▸ **Task to complete**
Edit the lines below by replacing "Pick-planner input" with "Grasp-planner input" wherever it occurs, keeping everything else the same. Leave the pictures out of your answer.

▸ **Task input**
○ ○ ○

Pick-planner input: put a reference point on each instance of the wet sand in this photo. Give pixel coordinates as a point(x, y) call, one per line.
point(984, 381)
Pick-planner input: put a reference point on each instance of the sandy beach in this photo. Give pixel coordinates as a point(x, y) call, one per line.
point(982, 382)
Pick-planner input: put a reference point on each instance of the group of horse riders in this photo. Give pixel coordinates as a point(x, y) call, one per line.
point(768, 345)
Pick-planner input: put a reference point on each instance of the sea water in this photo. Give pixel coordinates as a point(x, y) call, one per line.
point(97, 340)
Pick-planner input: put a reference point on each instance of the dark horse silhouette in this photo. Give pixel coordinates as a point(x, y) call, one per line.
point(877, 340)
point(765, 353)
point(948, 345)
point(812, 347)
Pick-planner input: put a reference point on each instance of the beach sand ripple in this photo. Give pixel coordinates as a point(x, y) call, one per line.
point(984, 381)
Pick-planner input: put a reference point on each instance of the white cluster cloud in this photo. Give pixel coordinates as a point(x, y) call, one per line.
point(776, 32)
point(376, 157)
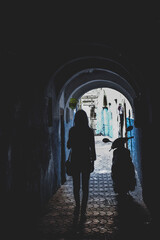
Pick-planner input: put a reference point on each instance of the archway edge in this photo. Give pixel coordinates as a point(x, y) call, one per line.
point(95, 78)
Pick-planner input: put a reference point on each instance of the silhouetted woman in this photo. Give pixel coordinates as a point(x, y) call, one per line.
point(81, 141)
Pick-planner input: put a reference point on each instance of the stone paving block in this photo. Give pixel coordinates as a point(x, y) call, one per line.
point(105, 217)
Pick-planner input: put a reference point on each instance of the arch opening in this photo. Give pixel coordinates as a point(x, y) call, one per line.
point(89, 79)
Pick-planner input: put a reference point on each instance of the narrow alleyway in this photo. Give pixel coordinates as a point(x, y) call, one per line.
point(107, 217)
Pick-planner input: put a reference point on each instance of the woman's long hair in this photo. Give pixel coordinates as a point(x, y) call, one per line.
point(81, 119)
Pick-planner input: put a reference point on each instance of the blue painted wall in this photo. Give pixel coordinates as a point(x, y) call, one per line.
point(134, 146)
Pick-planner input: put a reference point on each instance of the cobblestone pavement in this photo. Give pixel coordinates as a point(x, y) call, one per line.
point(107, 216)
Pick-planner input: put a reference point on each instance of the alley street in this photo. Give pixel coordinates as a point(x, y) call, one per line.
point(107, 217)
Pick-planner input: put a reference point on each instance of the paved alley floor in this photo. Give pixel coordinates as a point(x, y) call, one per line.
point(107, 216)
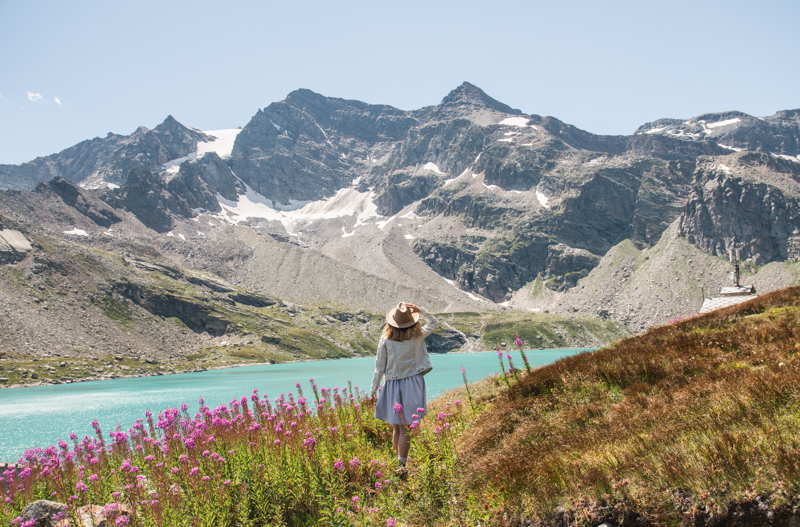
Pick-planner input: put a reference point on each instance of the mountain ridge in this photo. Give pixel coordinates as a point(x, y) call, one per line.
point(486, 200)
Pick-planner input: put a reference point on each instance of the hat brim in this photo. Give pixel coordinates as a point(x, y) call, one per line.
point(392, 322)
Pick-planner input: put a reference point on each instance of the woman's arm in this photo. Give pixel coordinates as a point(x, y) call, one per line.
point(380, 367)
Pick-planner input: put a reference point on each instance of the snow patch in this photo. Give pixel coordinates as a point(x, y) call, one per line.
point(433, 167)
point(521, 122)
point(346, 202)
point(474, 297)
point(724, 123)
point(733, 148)
point(222, 145)
point(543, 200)
point(789, 158)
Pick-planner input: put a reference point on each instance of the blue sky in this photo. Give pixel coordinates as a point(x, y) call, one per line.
point(71, 71)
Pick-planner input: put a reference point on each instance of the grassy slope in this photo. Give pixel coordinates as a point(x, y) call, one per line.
point(686, 423)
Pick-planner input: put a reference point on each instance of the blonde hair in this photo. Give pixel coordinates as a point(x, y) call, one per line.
point(399, 335)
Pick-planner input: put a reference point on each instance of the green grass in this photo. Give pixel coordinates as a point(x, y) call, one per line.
point(691, 421)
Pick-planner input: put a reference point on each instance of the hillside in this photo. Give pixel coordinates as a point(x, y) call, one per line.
point(690, 423)
point(71, 311)
point(693, 423)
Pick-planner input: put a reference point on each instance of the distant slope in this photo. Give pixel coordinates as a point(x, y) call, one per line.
point(691, 423)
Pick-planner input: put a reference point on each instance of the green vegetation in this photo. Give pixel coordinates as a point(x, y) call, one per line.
point(694, 420)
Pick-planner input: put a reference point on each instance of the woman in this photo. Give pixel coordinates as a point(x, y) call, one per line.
point(403, 359)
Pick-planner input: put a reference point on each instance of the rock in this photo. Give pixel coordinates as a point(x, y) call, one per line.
point(43, 512)
point(100, 161)
point(252, 299)
point(444, 341)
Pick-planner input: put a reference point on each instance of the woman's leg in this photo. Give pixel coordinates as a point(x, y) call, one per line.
point(403, 444)
point(396, 437)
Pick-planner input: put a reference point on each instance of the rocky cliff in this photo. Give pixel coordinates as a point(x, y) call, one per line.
point(466, 204)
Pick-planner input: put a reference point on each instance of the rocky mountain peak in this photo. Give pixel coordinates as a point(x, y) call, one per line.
point(471, 96)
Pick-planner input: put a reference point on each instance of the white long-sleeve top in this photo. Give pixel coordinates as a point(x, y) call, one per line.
point(398, 360)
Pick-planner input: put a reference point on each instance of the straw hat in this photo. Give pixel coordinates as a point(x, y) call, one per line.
point(400, 317)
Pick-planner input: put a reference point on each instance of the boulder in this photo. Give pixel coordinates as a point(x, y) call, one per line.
point(44, 512)
point(444, 341)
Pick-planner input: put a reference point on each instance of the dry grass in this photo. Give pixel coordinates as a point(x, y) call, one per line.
point(679, 423)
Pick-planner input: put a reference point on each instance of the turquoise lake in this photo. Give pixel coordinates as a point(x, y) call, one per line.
point(41, 415)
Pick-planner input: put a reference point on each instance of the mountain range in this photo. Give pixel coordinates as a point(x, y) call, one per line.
point(465, 206)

○ ○ ○

▸ **Solution for this exercise**
Grasp-planner input: put a reference point on each instance of the wet sand in this photo. Give pixel coordinates as a point(x, y) call, one per line.
point(984, 381)
Grasp-planner input: put a reference point on each instance of the sandy beach in this photo. Give pixel coordinates as a point(x, y) call, one per line.
point(982, 382)
Grasp-planner input: put a reference point on each instance of the group of horse riders in this photo. Give pixel coordinates as a point(x, y) call, one per line.
point(768, 345)
Grasp-planner input: put a reference point on each instance of the sea water in this photo. Give pixel coordinates as a point(x, y) call, one per line.
point(97, 340)
Grasp-planner input: put a reference point on each instance of the dark horse silhouette in this photo. Give pixel coordinates as a point(x, y) call, one per line.
point(877, 340)
point(765, 353)
point(948, 345)
point(812, 347)
Grasp-planner input: put a reference point on each instance of the beach sand ripple in this photo. Give pixel coordinates as a point(x, y) call, one per line.
point(984, 381)
Grasp-planner input: put a reference point on each instance of the white cluster cloud in this photo. Give pixel coordinates as a point(x, y) call, one per line.
point(776, 32)
point(376, 157)
Grasp-planner input: put a reference point on each instance of the archway edge in this photo. Give pixel coordinates as a point(x, y) call, one per line.
point(95, 78)
Grasp-planner input: put a reference point on each instance of the silhouetted woman in this photo. Give pixel coordinates as a point(x, y) call, one per line.
point(81, 141)
Grasp-planner input: put a reference point on each instance of the stone paving block in this photo. Give pixel coordinates as a point(x, y) call, one per line.
point(105, 217)
Grasp-planner input: put a reference point on each instance of the arch opening in this photo. Give pixel coordinates as a point(x, y) call, one per line.
point(89, 79)
Grasp-planner input: put a reference point on each instance of the narrow alleyway in this photo. Give pixel coordinates as a point(x, y) call, one per line.
point(107, 217)
Grasp-planner input: put a reference point on each instance of the woman's long hair in this photo. Give pixel coordinates as a point(x, y) call, one per line.
point(81, 119)
Grasp-planner input: put a reference point on each instance of the blue painted wall in this photo. Give pixel coordinates as a point(x, y) call, one per line.
point(134, 146)
Grasp-planner input: put a reference point on each instance of the cobblestone pavement in this photo. Give pixel coordinates as a point(x, y) call, one per line.
point(107, 216)
Grasp-planner input: put a reference point on each instance of the alley street in this photo. Give pixel coordinates as a point(x, y) call, one per line.
point(107, 217)
Grasp-planner input: put a reference point on each instance of the paved alley floor in this photo. Give pixel coordinates as a point(x, y) call, one per line.
point(107, 216)
Grasp-planner input: put a reference point on each instance of the mountain ridge in this photo. Give pixel coordinates as a point(x, y) call, one per line.
point(486, 200)
Grasp-planner input: put a reference point on each instance of the hat brim in this photo. Give pixel coordinates as a point(x, y) call, one per line.
point(392, 322)
Grasp-planner input: put a reference point on each instance of the woman's arm in this photo. Give pixel coordinates as a point(x, y) call, one per line.
point(380, 367)
Grasp-planner input: put a reference point on each instance of the snow patch in this photo. Give pixel coordinates as a point(x, y) call, one per line.
point(433, 167)
point(521, 122)
point(346, 202)
point(474, 297)
point(724, 123)
point(733, 148)
point(222, 145)
point(543, 200)
point(789, 158)
Grasp-planner input: put a reference point on each instance of the blue sky in this photo. Give pixel coordinates as a point(x, y) call, one per line.
point(71, 71)
Grasp-planner input: put a reference point on each instance of the grassy slope in this photo. Give pixel coordinates as a point(x, y) call, one per line.
point(686, 423)
Grasp-planner input: put a reference point on each instance of the blonde hair in this photo. Give pixel coordinates as a point(x, y) call, one per line.
point(399, 335)
Grasp-planner input: put a reference point on each instance of the green grass in this photo. Give pixel coordinates as a point(x, y) call, one per line.
point(691, 421)
Grasp-planner input: put a reference point on each instance of the hillside in this photo. Give pixel coordinates as a point(x, y) call, one per line.
point(690, 423)
point(71, 311)
point(693, 423)
Grasp-planner input: put a reference point on each instance of the distant slope in this photo. Give pixel coordinates as a point(x, y) call, one per line.
point(691, 423)
Grasp-planner input: put a reference point on each instance of the green vegetation in this photo. Give pixel coordinates as a point(x, y) call, one per line.
point(694, 420)
Grasp-planner input: put a reference point on each instance of the woman in this photo. Give pixel coordinates as a point(x, y) call, one per line.
point(403, 359)
Grasp-planner input: put a reference point on each instance of the rock in this photo. Give pixel coordinates as a point(x, y) call, one per line.
point(43, 512)
point(100, 161)
point(252, 299)
point(444, 341)
Grasp-planner input: put a reference point on each instance of the woman's leg in this photo. Give pixel coordinates as a point(x, y) call, one per line.
point(403, 444)
point(396, 437)
Grasp-planner input: put a reference point on each instance of the rocky cliff in this photo. Give pixel coordinates as a point(x, y) call, one per line.
point(466, 204)
Grasp-planner input: put a reference point on each instance of the rocky mountain peak in this photo. Give pixel coordinates as a point(x, y) call, one per line.
point(471, 96)
Grasp-planner input: put a reference point on each instance of the white long-sleeve top in this photo. Give pixel coordinates as a point(x, y) call, one per line.
point(398, 360)
Grasp-planner input: put a reference point on each instance of the straw hat in this photo. Give pixel coordinates as a point(x, y) call, one per line.
point(400, 317)
Grasp-planner input: put a reference point on each instance of the boulder in this photo. Give pixel coordinates as a point(x, y) call, one per line.
point(44, 512)
point(444, 341)
Grasp-planner input: put a reference point on each instance of the dry grass in this photo. Give pixel coordinates as a point(x, y) call, one per line.
point(679, 423)
Grasp-planner input: put a reference point on each instance of the turquoise lake in this photo. Give pixel coordinates as a point(x, y) call, one per line.
point(41, 415)
Grasp-planner input: put a reference point on each instance of the mountain range in this photo. Give pixel coordinates as a point(x, y) call, one per line.
point(465, 206)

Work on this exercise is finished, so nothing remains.